> [Exercice 1]: Transcrivez fidèlement le texte sur Dj Bresh, de « Certains clients ne » jusqu'à « sa force mentale. » compris.
> [Exercice 2]:
Pour chacune des affirmations (a), (b) et (c), indiquez si elle concorde avec le texte sur Dj Bresh en répondant par oui ou par non. Citez mot pour mot les mots du texte qui permettent de trancher.
(a) Le disc-jockey travaille tous les jours de la semaine.
(b) Le rendez-vous est fixé au dimanche 04 décembre.
(c) Le maquis est presque vide quand Dj Bresh arrive.

Il
est très connu dans le quartier de Sicogi à Koumassi. Ses collaborateurs que
nous rencontrons, nous font savoir que ce Disc-jockey, ne travaille que les
weekends. Nous prenons donc rendez-vous pour le dimanche 04 décembre. Ce
jour-là, nous arrivons aux alentours de 16h. Après trois heures d’attente, nous apercevons la silhouette
de celui que nous attendons. Le maquis est plein. La musique est forte.
Certains clients ne tiennent plus sur leurs chaises. Une casquette vissée sur
la tête, un tee-shirt tendance, Dj Bresh arrive et se dirige tout droit vers sa
cabine. Sans trop de difficultés d’ailleurs. Nous le retrouvons quelques
minutes après pour échanger.
Une
enfance difficile à l’origine de sa force mentale.

> [Données de pointage d'objets sur photos]:
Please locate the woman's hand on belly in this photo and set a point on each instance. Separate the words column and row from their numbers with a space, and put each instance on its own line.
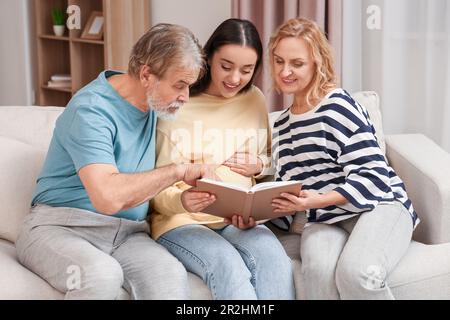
column 194, row 201
column 246, row 164
column 238, row 222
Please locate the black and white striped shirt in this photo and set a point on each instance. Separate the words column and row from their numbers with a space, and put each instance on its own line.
column 333, row 147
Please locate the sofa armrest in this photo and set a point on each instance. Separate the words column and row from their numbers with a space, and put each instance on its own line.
column 424, row 167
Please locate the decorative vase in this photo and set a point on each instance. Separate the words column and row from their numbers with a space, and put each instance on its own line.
column 59, row 30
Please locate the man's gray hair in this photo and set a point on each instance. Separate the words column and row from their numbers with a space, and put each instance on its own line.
column 164, row 46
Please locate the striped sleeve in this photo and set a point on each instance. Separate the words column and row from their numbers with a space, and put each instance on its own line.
column 367, row 179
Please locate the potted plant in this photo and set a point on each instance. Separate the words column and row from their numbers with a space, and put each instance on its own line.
column 59, row 23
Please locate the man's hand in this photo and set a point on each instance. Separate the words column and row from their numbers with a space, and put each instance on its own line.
column 246, row 164
column 190, row 173
column 196, row 201
column 238, row 222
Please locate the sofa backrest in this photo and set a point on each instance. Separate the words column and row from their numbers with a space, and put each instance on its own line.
column 25, row 134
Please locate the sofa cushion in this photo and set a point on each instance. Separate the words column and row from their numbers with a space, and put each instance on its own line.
column 17, row 282
column 423, row 273
column 31, row 125
column 20, row 164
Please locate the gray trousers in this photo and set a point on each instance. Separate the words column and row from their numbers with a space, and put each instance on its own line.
column 91, row 256
column 353, row 258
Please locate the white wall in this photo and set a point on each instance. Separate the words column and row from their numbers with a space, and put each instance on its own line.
column 200, row 16
column 16, row 80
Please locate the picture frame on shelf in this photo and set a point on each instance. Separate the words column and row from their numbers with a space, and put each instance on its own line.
column 94, row 26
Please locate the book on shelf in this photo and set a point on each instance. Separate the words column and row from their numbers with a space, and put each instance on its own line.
column 255, row 202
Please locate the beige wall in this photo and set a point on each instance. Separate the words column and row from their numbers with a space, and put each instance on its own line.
column 17, row 51
column 200, row 16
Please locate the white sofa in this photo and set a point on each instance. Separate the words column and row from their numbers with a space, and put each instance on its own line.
column 424, row 273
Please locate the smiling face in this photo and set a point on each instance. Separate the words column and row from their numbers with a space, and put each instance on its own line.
column 293, row 66
column 232, row 68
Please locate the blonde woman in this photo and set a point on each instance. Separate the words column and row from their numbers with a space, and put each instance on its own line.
column 360, row 220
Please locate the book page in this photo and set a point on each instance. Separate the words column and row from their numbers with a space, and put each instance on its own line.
column 224, row 184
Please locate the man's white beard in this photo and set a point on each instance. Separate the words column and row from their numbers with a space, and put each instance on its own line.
column 168, row 112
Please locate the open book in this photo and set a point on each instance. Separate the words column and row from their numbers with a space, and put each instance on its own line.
column 255, row 202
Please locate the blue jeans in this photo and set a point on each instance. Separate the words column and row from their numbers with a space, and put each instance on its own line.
column 235, row 264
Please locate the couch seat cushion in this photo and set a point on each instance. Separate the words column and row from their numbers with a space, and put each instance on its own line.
column 20, row 164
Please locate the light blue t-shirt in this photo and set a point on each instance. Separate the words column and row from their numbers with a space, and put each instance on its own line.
column 98, row 126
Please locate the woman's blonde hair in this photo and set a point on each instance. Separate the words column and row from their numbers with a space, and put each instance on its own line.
column 324, row 78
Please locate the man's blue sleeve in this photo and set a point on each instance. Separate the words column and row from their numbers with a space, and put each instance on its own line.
column 90, row 138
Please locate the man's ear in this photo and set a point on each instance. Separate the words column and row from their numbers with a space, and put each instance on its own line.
column 146, row 77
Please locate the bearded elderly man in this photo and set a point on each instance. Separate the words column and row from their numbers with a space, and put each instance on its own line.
column 87, row 233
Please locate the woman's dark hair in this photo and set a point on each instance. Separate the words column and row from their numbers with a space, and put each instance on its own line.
column 231, row 31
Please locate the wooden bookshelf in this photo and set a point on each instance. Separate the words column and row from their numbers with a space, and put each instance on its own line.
column 83, row 59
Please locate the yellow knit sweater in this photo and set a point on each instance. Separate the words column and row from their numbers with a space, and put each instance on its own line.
column 208, row 130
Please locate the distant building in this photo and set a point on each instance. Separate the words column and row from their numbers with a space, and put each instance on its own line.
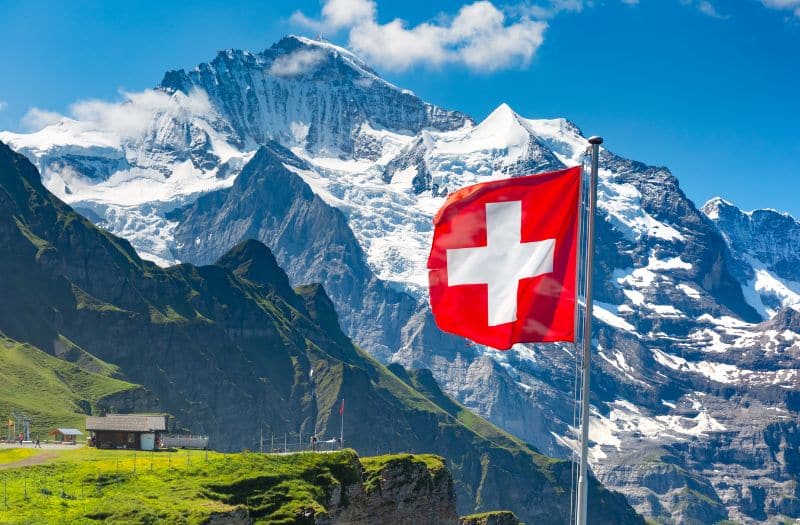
column 127, row 431
column 68, row 436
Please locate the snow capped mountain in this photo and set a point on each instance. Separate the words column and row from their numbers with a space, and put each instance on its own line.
column 311, row 94
column 764, row 245
column 697, row 351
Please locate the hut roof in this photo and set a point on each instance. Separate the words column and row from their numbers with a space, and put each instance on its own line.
column 127, row 423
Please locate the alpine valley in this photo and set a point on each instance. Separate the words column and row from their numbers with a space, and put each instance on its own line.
column 696, row 361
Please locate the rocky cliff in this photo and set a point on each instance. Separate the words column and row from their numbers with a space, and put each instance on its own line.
column 695, row 332
column 231, row 346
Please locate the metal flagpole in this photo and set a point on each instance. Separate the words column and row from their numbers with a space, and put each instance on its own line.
column 341, row 427
column 583, row 479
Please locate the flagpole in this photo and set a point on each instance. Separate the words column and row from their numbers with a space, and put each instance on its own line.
column 583, row 479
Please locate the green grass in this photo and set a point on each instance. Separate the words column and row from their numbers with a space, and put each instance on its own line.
column 484, row 517
column 12, row 455
column 53, row 392
column 85, row 485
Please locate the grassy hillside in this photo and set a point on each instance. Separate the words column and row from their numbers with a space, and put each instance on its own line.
column 89, row 486
column 227, row 349
column 53, row 392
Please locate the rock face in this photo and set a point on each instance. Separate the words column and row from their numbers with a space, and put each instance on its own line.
column 764, row 251
column 231, row 345
column 696, row 337
column 501, row 517
column 310, row 94
column 403, row 491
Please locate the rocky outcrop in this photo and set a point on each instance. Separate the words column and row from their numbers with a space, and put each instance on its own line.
column 401, row 490
column 500, row 517
column 231, row 346
column 320, row 106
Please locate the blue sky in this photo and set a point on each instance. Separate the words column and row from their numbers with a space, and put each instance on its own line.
column 709, row 89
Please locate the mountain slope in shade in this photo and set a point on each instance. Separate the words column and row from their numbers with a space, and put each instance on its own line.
column 228, row 348
column 764, row 247
column 693, row 363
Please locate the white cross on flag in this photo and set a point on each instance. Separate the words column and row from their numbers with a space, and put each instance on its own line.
column 503, row 260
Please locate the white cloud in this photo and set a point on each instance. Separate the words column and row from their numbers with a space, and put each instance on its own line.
column 338, row 14
column 35, row 119
column 128, row 118
column 705, row 7
column 297, row 62
column 549, row 9
column 788, row 5
column 480, row 36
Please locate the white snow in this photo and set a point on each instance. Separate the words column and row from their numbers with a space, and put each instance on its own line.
column 608, row 313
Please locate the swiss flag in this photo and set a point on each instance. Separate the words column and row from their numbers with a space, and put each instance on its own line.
column 503, row 261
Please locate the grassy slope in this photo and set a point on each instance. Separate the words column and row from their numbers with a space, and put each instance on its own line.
column 51, row 391
column 250, row 342
column 176, row 488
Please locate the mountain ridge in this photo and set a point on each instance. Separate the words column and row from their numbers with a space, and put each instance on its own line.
column 241, row 360
column 682, row 350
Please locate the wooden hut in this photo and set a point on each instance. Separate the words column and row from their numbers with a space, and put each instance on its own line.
column 126, row 431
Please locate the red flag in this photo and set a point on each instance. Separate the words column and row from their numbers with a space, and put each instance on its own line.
column 503, row 260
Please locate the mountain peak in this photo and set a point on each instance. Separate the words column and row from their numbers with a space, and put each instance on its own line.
column 253, row 261
column 712, row 208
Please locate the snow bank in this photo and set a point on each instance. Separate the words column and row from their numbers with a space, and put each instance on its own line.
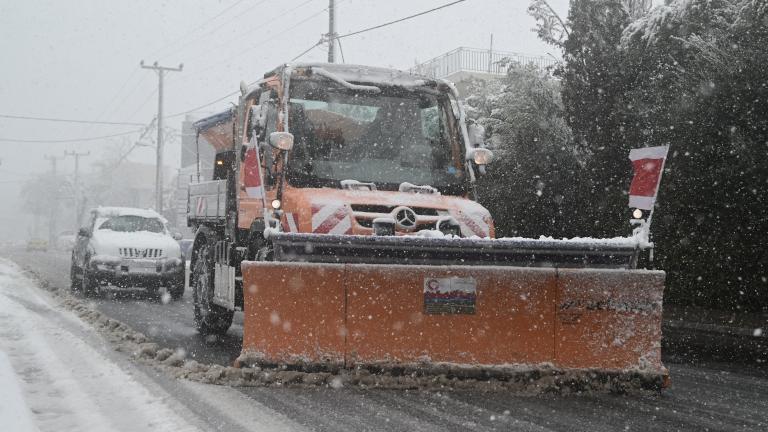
column 518, row 378
column 15, row 415
column 67, row 379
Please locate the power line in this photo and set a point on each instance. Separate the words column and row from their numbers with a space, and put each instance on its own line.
column 204, row 105
column 307, row 50
column 17, row 117
column 399, row 20
column 69, row 140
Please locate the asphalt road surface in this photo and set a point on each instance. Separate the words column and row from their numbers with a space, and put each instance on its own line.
column 703, row 397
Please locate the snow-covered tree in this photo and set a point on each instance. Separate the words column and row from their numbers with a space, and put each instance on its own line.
column 529, row 188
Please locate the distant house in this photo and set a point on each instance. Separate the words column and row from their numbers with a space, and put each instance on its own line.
column 463, row 65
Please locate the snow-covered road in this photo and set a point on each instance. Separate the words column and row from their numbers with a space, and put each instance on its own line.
column 56, row 374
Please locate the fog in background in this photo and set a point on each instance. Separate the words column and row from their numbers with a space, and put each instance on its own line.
column 79, row 59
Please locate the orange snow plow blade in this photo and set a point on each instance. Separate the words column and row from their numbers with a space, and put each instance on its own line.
column 347, row 315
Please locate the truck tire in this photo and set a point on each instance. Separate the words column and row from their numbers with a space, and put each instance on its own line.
column 210, row 318
column 176, row 290
column 75, row 284
column 88, row 286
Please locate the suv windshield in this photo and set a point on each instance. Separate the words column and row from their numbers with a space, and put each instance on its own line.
column 397, row 136
column 133, row 223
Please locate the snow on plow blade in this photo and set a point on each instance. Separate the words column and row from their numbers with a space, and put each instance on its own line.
column 344, row 315
column 611, row 253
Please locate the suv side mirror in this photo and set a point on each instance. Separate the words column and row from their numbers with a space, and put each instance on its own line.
column 481, row 156
column 476, row 135
column 281, row 140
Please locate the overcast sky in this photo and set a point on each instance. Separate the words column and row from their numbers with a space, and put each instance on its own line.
column 80, row 58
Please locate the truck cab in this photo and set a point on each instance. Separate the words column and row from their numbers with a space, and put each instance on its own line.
column 333, row 149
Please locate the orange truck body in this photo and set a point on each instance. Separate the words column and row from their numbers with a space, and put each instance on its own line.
column 408, row 312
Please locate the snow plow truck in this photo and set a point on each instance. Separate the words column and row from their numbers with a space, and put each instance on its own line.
column 342, row 220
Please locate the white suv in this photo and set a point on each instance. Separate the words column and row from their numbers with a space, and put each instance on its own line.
column 126, row 247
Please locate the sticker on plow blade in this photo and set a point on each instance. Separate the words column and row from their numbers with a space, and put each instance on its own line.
column 450, row 295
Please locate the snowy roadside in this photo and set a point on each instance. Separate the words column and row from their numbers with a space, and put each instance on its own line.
column 55, row 376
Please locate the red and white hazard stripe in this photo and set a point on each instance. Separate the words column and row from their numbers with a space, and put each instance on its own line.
column 648, row 163
column 331, row 219
column 254, row 187
column 290, row 222
column 202, row 203
column 472, row 224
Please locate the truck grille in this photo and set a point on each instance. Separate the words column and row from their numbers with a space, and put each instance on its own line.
column 140, row 253
column 364, row 215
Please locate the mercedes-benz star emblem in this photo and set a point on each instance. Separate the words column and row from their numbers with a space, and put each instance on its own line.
column 405, row 218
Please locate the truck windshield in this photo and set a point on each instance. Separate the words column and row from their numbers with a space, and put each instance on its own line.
column 395, row 136
column 132, row 224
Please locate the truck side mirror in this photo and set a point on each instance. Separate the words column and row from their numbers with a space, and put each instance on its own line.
column 476, row 135
column 481, row 156
column 281, row 140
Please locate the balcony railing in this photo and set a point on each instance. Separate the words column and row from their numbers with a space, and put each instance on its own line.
column 476, row 60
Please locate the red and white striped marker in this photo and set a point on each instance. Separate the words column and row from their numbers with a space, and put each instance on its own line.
column 252, row 174
column 649, row 164
column 290, row 222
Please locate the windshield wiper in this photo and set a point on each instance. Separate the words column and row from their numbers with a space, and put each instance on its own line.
column 359, row 87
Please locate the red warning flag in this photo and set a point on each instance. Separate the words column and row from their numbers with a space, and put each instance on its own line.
column 252, row 174
column 649, row 164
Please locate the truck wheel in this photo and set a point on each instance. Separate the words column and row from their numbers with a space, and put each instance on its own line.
column 74, row 282
column 210, row 318
column 89, row 286
column 177, row 288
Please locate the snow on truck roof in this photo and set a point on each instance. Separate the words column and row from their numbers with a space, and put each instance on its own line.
column 349, row 72
column 126, row 211
column 370, row 74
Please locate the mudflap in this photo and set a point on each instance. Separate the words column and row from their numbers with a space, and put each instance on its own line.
column 460, row 317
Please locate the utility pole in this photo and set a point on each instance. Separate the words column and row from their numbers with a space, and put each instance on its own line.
column 54, row 203
column 161, row 70
column 490, row 55
column 76, row 186
column 331, row 31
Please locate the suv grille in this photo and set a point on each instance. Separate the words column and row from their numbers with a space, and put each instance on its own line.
column 140, row 253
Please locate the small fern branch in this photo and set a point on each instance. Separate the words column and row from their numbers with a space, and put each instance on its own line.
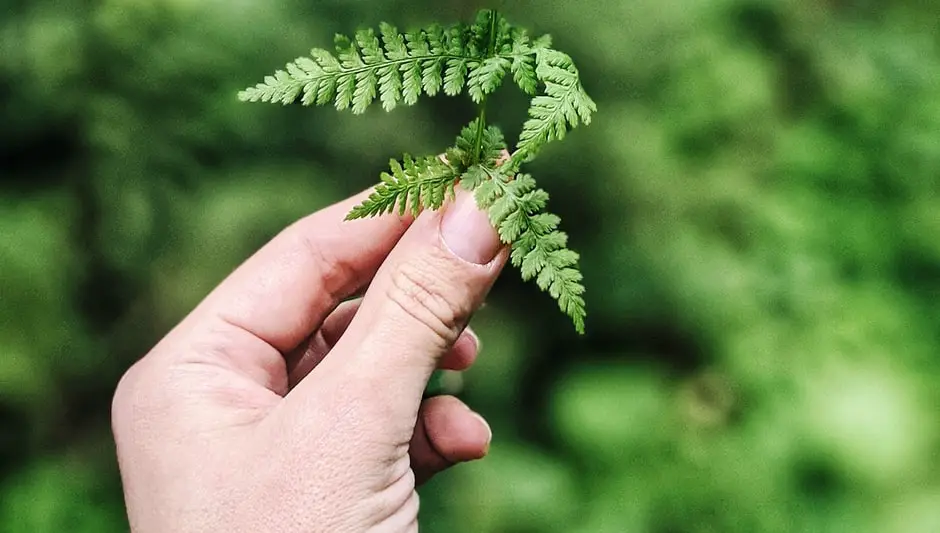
column 564, row 105
column 516, row 209
column 413, row 185
column 398, row 68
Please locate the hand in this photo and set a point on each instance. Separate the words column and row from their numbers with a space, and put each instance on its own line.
column 274, row 407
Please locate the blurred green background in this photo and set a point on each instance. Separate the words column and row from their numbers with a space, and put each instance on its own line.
column 757, row 205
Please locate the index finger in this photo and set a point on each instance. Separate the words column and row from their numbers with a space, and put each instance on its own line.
column 285, row 290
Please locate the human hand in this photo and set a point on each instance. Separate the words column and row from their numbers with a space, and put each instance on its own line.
column 240, row 421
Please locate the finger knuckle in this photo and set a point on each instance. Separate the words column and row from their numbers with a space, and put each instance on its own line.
column 424, row 290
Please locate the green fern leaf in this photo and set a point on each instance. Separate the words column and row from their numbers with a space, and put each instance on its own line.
column 397, row 68
column 515, row 206
column 413, row 185
column 564, row 105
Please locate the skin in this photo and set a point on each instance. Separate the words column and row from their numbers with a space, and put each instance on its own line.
column 279, row 404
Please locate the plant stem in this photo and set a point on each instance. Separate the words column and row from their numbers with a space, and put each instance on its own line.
column 481, row 117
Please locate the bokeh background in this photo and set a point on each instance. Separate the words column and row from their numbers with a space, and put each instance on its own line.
column 757, row 205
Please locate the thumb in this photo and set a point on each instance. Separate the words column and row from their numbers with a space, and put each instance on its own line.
column 420, row 301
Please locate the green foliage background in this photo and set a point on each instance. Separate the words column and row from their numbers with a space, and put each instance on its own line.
column 757, row 204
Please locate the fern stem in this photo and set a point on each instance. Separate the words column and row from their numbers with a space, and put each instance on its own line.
column 481, row 118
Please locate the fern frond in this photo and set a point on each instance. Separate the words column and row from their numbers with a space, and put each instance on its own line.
column 564, row 105
column 516, row 208
column 398, row 68
column 413, row 185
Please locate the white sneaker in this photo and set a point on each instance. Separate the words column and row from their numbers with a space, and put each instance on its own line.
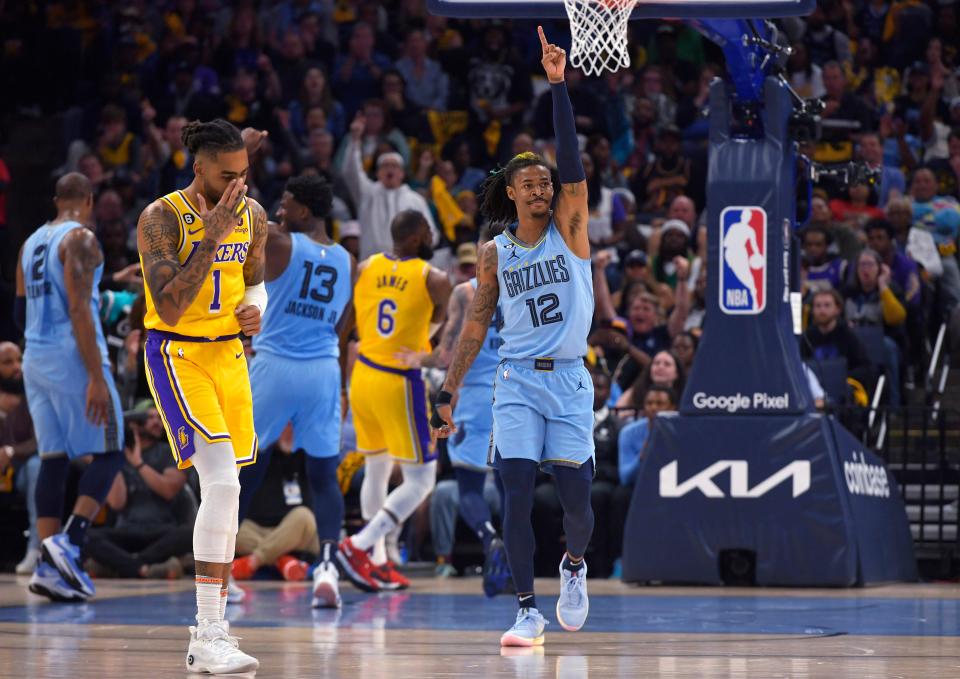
column 214, row 651
column 235, row 593
column 326, row 586
column 573, row 604
column 29, row 562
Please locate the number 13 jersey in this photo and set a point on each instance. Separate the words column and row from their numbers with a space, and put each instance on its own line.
column 307, row 301
column 546, row 297
column 393, row 308
column 211, row 312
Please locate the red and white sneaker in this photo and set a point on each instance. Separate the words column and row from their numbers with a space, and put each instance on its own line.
column 357, row 567
column 389, row 577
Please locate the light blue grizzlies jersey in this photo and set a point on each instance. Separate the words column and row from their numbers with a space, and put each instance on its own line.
column 484, row 367
column 307, row 301
column 546, row 297
column 48, row 310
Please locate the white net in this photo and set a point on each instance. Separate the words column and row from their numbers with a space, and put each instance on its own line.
column 599, row 32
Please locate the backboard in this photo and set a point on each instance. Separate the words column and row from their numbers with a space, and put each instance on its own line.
column 646, row 9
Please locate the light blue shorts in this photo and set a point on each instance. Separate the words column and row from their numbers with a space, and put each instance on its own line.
column 305, row 392
column 474, row 419
column 544, row 415
column 56, row 391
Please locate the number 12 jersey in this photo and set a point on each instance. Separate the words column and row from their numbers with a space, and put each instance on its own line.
column 546, row 297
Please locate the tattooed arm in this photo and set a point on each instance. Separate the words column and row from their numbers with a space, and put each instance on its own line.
column 174, row 287
column 345, row 327
column 81, row 256
column 255, row 265
column 249, row 312
column 478, row 317
column 456, row 314
column 572, row 213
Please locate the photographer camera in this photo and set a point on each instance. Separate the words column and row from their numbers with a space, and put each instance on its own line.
column 155, row 514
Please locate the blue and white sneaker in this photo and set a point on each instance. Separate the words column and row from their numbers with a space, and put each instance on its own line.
column 527, row 630
column 496, row 569
column 59, row 552
column 47, row 581
column 573, row 604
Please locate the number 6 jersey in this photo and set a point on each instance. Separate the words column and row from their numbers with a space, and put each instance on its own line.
column 546, row 297
column 307, row 301
column 393, row 308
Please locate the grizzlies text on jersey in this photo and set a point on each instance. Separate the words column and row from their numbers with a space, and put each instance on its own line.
column 543, row 392
column 546, row 296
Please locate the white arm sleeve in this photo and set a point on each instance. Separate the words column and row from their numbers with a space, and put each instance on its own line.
column 256, row 294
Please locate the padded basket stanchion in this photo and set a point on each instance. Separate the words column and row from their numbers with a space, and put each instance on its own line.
column 599, row 32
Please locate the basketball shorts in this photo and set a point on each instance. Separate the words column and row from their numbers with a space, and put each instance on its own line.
column 543, row 411
column 305, row 392
column 474, row 419
column 201, row 388
column 55, row 385
column 390, row 412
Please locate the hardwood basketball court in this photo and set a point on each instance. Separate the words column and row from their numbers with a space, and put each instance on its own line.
column 446, row 628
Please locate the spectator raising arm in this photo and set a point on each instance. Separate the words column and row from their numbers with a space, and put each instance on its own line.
column 357, row 181
column 681, row 305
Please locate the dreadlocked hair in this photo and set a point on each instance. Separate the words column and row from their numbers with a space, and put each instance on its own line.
column 313, row 192
column 214, row 136
column 495, row 204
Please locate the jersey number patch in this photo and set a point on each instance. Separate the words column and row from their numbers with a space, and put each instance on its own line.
column 385, row 311
column 323, row 291
column 215, row 302
column 36, row 271
column 543, row 311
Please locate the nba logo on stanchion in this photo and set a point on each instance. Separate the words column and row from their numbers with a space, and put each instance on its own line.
column 743, row 260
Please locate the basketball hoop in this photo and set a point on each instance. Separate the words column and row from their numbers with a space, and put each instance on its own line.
column 599, row 32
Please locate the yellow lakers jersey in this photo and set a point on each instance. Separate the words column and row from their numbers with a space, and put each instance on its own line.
column 393, row 308
column 211, row 313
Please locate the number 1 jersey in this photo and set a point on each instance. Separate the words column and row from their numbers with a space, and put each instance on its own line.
column 393, row 308
column 546, row 297
column 211, row 312
column 307, row 301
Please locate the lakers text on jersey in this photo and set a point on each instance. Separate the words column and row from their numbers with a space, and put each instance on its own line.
column 196, row 369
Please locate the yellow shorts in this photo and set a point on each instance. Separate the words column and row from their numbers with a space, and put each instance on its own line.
column 390, row 412
column 201, row 387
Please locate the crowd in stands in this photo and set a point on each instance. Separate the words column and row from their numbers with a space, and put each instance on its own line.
column 399, row 109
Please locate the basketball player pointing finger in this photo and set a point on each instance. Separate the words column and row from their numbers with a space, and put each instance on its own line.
column 539, row 271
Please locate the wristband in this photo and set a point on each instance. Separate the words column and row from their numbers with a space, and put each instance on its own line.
column 444, row 398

> [Corrigé 1]:
Certains clients ne tiennent plus sur leurs chaises. Une casquette vissée sur
la tête, un tee-shirt tendance, Dj Bresh arrive et se dirige tout droit vers sa
cabine. Sans trop de difficultés d’ailleurs. Nous le retrouvons quelques
minutes après pour échanger.
Une
enfance difficile à l’origine de sa force mentale.

> [Corrigé 2]:
(a) Non : « ne travaille que les weekends ».
(b) Oui : « Nous prenons donc rendez-vous pour le dimanche 04 décembre. »
(c) Non : « Le maquis est plein. »